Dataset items
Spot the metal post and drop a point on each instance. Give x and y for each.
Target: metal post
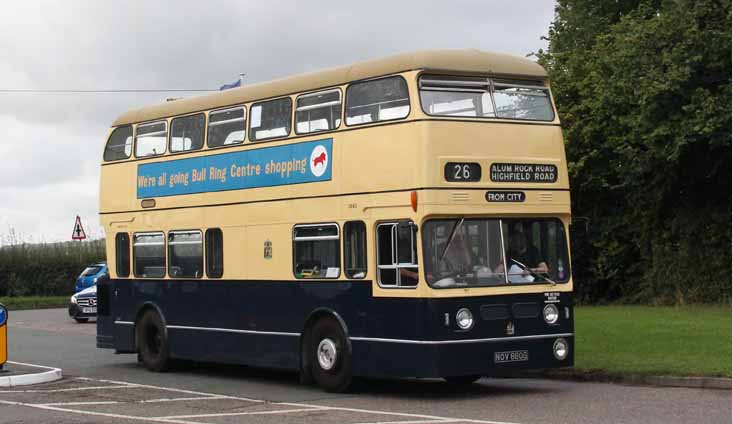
(3, 335)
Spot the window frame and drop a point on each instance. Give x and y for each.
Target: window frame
(207, 255)
(132, 143)
(346, 226)
(395, 254)
(209, 124)
(490, 83)
(170, 256)
(137, 135)
(249, 122)
(354, 83)
(170, 132)
(336, 237)
(340, 102)
(165, 254)
(117, 253)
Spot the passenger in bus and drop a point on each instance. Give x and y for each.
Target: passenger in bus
(523, 259)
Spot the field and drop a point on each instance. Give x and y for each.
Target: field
(688, 341)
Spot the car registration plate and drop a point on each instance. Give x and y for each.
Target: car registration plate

### The task
Give exactly the lines from the one with "Spot the field" to the end of the entries, nothing before them.

### Output below
Spot the field and drop a point on each instance. Give x and y for each.
Target: field
(688, 341)
Spot the car registration plate and drop a point on each instance. Give x and y for each.
Target: car registration plate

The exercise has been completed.